THE REQUEST:
Extract every line in the items below that contains the word "wall".

RECORDS TO PROCESS:
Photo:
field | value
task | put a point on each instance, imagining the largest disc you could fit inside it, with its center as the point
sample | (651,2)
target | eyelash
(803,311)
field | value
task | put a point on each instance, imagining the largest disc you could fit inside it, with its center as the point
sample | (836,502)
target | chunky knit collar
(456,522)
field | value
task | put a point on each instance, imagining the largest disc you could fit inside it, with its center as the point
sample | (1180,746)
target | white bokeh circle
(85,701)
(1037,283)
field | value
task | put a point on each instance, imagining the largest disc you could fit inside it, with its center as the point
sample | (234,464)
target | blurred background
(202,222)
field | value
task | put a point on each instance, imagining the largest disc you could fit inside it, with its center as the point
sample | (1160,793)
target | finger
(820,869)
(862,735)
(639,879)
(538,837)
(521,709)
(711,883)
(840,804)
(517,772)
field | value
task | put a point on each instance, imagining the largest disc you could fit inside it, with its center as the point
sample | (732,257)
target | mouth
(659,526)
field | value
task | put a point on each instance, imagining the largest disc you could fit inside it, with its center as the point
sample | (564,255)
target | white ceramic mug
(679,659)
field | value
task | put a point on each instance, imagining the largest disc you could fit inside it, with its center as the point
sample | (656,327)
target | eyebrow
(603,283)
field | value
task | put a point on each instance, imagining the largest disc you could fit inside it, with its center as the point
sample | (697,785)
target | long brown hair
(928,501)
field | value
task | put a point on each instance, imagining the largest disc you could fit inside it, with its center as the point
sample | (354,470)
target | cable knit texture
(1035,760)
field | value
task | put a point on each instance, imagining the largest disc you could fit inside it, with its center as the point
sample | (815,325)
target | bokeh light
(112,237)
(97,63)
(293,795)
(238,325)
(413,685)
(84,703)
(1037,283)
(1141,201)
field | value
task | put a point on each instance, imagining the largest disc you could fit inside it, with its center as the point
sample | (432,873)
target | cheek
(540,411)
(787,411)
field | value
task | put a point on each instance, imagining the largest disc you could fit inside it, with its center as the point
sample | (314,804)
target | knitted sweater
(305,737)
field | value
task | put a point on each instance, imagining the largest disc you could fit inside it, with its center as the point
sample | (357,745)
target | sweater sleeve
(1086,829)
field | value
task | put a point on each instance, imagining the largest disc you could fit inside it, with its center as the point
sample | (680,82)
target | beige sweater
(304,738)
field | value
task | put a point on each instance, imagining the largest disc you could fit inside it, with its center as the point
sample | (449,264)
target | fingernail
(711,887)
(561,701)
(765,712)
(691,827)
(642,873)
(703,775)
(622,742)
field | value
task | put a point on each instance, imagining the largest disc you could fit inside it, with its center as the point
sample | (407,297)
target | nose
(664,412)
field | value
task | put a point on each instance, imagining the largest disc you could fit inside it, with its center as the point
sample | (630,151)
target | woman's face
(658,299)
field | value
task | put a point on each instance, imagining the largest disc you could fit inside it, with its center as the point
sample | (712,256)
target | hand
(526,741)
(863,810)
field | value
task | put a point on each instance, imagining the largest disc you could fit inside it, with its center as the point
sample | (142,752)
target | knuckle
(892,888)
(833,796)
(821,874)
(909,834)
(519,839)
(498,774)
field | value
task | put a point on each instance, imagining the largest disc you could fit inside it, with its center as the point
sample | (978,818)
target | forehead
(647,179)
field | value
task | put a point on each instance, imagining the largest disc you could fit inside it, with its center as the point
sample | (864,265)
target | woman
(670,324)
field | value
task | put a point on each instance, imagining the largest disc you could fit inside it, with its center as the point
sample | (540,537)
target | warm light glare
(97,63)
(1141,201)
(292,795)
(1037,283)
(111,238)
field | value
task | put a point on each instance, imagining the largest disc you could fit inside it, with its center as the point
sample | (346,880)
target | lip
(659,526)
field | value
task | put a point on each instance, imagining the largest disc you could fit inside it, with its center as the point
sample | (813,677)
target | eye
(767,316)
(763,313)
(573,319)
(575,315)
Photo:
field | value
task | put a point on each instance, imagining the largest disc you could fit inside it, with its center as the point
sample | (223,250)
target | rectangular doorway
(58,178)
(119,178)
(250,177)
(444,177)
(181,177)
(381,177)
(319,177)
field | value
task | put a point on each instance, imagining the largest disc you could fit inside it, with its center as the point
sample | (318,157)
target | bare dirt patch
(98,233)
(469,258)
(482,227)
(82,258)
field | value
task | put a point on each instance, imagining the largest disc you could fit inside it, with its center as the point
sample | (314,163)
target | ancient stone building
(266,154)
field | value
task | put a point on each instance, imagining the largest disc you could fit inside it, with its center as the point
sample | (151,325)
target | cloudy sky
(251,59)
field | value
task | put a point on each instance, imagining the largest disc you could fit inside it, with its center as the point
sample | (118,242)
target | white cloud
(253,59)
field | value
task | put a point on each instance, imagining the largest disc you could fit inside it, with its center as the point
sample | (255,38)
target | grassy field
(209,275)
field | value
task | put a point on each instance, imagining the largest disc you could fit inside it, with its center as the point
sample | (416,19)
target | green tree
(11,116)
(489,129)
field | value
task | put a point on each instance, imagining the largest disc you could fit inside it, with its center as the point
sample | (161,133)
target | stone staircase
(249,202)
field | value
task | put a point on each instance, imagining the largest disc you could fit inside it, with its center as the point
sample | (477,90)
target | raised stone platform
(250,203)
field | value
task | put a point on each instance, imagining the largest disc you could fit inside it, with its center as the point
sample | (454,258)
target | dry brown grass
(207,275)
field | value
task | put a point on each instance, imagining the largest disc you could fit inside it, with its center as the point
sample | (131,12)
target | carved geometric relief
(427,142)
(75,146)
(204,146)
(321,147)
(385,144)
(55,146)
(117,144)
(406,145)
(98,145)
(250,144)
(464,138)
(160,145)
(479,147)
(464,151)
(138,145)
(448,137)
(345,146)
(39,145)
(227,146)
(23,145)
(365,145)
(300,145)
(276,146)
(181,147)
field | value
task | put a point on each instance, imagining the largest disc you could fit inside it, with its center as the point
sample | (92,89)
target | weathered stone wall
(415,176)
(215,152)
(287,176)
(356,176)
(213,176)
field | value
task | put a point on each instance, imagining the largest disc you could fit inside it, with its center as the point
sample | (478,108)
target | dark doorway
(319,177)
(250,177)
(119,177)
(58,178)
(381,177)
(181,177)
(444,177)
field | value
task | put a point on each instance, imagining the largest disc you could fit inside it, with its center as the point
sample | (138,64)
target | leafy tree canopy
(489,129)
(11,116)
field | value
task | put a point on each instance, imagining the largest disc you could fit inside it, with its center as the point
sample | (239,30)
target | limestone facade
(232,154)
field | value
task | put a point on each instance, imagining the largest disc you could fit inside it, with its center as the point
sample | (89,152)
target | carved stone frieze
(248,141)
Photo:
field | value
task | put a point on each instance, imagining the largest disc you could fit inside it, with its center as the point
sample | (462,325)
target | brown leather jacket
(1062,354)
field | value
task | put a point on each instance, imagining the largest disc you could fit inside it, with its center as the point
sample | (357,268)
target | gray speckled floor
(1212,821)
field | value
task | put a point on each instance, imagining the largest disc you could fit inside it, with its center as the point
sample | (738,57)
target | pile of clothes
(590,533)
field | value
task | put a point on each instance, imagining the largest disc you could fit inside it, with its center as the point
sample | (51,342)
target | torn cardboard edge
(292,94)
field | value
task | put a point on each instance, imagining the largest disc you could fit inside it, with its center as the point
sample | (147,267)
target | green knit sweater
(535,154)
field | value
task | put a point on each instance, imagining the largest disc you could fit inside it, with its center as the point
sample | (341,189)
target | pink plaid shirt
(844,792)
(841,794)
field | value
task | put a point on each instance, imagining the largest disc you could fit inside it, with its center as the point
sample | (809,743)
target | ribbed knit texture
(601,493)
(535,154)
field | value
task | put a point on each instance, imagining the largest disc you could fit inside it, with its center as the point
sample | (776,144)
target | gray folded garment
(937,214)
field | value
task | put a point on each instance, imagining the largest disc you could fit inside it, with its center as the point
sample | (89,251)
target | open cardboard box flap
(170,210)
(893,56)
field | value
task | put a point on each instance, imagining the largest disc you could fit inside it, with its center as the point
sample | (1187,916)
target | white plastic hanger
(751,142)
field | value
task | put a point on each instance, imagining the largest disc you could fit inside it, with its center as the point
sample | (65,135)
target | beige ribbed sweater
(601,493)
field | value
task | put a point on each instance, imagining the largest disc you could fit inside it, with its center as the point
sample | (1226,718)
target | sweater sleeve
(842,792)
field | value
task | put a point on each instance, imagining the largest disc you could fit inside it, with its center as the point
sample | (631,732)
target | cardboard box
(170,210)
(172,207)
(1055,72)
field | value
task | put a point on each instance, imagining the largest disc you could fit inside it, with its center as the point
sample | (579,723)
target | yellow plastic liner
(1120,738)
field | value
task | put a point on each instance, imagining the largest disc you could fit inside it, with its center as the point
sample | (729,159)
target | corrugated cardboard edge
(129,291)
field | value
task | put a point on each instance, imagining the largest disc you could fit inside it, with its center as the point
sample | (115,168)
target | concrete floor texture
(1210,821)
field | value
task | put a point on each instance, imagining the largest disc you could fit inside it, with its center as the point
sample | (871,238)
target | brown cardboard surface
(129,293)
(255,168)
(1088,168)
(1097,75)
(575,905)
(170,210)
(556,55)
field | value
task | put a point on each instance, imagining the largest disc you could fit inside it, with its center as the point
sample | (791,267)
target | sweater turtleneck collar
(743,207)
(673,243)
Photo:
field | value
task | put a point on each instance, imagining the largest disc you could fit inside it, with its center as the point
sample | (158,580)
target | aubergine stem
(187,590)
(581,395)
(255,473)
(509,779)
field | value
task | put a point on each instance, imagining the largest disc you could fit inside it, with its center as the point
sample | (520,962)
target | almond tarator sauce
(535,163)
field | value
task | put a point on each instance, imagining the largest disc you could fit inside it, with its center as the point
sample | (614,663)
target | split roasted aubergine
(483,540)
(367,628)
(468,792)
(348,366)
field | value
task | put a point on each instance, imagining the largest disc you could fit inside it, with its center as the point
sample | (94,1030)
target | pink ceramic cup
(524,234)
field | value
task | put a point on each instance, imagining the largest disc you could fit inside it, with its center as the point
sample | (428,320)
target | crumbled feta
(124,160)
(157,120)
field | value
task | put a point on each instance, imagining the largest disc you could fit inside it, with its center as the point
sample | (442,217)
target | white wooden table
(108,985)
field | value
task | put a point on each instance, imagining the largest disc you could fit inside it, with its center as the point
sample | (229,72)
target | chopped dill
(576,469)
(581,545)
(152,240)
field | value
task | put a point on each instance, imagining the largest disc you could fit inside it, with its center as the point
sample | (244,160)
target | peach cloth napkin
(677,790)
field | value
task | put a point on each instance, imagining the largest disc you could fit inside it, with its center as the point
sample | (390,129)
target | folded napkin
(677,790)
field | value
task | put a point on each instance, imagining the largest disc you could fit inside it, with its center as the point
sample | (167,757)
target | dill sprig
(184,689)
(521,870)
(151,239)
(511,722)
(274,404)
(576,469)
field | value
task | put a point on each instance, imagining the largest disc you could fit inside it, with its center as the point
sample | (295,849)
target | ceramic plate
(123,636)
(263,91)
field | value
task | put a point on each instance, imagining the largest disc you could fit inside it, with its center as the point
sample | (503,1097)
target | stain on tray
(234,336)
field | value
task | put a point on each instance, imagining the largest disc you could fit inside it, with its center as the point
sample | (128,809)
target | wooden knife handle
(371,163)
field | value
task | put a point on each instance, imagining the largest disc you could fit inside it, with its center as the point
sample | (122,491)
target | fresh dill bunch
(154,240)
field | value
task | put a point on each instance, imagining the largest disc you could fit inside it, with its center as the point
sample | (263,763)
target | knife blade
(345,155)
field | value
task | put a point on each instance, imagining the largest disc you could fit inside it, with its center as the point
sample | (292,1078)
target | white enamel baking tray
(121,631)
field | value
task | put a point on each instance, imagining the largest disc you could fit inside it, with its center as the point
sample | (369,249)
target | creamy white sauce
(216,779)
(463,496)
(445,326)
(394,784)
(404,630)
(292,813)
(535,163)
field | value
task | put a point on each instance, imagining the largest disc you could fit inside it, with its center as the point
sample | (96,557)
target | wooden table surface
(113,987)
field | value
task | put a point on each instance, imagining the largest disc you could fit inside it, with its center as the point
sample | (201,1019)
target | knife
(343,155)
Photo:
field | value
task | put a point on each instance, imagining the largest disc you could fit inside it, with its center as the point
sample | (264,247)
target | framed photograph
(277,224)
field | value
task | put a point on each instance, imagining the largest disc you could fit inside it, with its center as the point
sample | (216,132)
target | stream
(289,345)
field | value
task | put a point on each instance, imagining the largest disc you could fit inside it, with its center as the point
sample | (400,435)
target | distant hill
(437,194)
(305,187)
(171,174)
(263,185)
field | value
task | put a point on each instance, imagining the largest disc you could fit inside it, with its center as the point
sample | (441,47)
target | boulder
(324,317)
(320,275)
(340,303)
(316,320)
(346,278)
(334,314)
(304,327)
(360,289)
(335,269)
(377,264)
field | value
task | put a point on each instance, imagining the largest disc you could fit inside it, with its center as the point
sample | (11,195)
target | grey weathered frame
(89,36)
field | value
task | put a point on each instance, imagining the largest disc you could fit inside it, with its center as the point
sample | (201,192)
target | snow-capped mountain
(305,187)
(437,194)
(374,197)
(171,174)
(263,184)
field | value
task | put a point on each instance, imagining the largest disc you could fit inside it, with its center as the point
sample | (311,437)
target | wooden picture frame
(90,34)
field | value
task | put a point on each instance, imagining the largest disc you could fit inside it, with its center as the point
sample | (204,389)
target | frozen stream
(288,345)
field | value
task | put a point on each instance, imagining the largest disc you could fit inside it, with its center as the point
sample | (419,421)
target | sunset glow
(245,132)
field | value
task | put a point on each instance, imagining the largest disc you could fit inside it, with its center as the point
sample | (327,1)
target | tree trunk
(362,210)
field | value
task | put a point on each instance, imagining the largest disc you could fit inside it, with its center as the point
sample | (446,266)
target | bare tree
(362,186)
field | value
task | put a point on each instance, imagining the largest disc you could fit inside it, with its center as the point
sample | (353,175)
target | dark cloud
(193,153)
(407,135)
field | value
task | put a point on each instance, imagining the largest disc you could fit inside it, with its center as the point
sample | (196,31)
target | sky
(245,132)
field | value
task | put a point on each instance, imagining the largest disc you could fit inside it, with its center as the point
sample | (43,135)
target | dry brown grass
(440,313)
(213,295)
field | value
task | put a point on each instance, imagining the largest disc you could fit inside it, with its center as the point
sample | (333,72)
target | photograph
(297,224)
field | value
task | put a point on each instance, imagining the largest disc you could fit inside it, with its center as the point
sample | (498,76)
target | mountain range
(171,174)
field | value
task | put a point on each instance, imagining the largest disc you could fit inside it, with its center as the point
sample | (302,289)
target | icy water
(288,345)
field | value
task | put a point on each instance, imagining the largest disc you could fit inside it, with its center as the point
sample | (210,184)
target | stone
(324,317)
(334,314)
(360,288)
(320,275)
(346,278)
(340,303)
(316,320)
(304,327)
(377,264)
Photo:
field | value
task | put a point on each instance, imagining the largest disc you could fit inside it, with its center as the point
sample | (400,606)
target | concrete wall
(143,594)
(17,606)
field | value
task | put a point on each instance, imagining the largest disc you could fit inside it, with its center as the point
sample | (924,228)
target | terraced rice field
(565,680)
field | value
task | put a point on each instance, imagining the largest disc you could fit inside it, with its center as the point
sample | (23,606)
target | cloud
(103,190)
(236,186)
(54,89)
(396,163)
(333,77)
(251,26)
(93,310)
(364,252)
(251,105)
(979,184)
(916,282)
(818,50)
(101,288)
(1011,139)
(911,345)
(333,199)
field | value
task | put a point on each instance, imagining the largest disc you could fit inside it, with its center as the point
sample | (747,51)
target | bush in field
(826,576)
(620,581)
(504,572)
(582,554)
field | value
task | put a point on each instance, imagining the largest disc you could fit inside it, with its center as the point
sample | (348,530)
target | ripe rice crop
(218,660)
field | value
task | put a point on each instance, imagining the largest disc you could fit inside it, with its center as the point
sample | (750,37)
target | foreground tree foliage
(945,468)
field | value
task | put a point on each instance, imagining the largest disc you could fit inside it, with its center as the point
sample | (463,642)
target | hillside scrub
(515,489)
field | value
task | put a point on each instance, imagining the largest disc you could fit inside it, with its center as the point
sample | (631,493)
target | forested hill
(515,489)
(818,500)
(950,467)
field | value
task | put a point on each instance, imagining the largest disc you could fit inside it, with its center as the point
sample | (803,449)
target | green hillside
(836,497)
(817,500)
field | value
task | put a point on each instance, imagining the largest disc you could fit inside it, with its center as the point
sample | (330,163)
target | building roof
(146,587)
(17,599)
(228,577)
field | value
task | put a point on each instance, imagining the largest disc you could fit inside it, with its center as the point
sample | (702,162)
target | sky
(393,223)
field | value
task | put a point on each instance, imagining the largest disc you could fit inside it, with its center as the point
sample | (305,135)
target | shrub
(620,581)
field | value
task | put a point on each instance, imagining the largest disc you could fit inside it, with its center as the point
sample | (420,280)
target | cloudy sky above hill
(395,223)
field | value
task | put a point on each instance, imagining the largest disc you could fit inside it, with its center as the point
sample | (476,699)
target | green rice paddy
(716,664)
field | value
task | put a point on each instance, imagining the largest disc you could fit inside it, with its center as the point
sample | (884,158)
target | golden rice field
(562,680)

EXERCISE SOLUTION:
target | weathered stone wall
target | concrete wall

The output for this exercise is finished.